### [FRAGMENT UIT BRON]
· · · ·
Op grond van het vorenstaande komt de rechtbank tot het oordeel dat de aan verdachte ten laste gelegde feiten bewezen zijn, met uitzondering van het door verdachte in de anus en/of vagina van [X] brengen van zijn, verdachte's, penis. Bovendien acht de rechtbank geen bewijs voorhanden dat de feiten zijn gepleegd in een periode die langer is dan de periode van 1 november 2007 tot 1 april 2008. Verdachte zal van die onderdelen van de tenlastelegging worden vrijgesproken.
De rechtbank acht wettig en overtuigend bewezen dat verdachte :
1. op tijdstippen in de periode van 1 november 2007 tot 1 april 2008 te 's-Gravenhage met [X] (geboren [geboortedatum]1992), die de leeftijd van twaalf jaren maar nog niet die van zestien jaren had bereikt, meermalen buiten echt, ontuchtige handelingen heeft gepleegd, die telkens bestonden uit het seksueel binnendringen van het lichaam van die [X], hebbende verdachte
- zijn, verdachte's, vinger in de anus en in de vagina van die [X] geduwd/gebracht en
- zijn, verdachte's, penis in de mond van die [X] gebracht;
2. op tijdstippen in de periode van 1 november 2007 tot en 1 april 2008 te 's-Gravenhage met [X] (geboren [geboortedatum]1992), die de leeftijd van twaalf jaren maar nog niet die van zestien jaren had bereikt, meermalen buiten echt, ontuchtige handelingen heeft gepleegd, bestaande uit
- het strelen/betasten/zoenen/likken van het naakte lichaam van die [X] en
- het door die [X] laten strelen/betasten/zoenen/likken van het naakte lichaam van hem, verdachte;
4. De strafbaarheid van het feit
Er zijn geen feiten of omstandigheden aannemelijk geworden die de strafbaarheid van het feit uitsluiten. Dit levert het in de beslissing genoemde strafbare feit op.
· · · ·
Gegevens met aanduiding van posities
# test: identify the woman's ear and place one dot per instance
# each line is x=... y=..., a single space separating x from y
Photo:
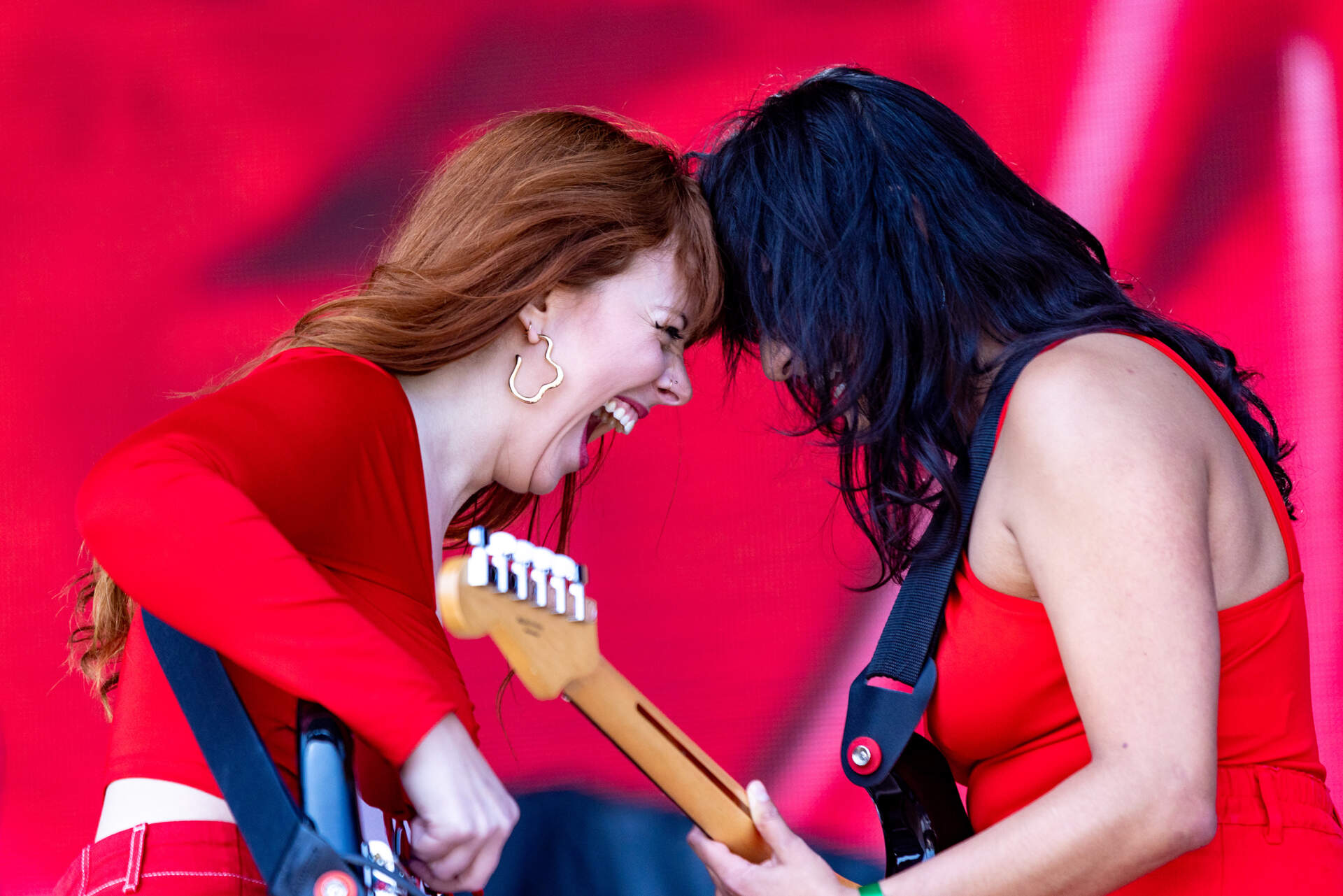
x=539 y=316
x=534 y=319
· · · ·
### [GEGEVEN OPDRACHT]
Beantwoord deze vragen over het fragment uit het vonnis:
1. In welke plaats zijn de bewezen feiten gepleegd?
2. Over welke periode acht de rechtbank bewijs aanwezig?
3. Welke leeftijd had [X] volgens de rechtbank bereikt, en welke nog niet?
De gegevens staan los van het fragment.

### [RESULTAAT]
1. In 's-Gravenhage.
2. Van 1 november 2007 tot 1 april 2008.
3. [X] had de leeftijd van twaalf jaren bereikt, maar nog niet die van zestien jaren.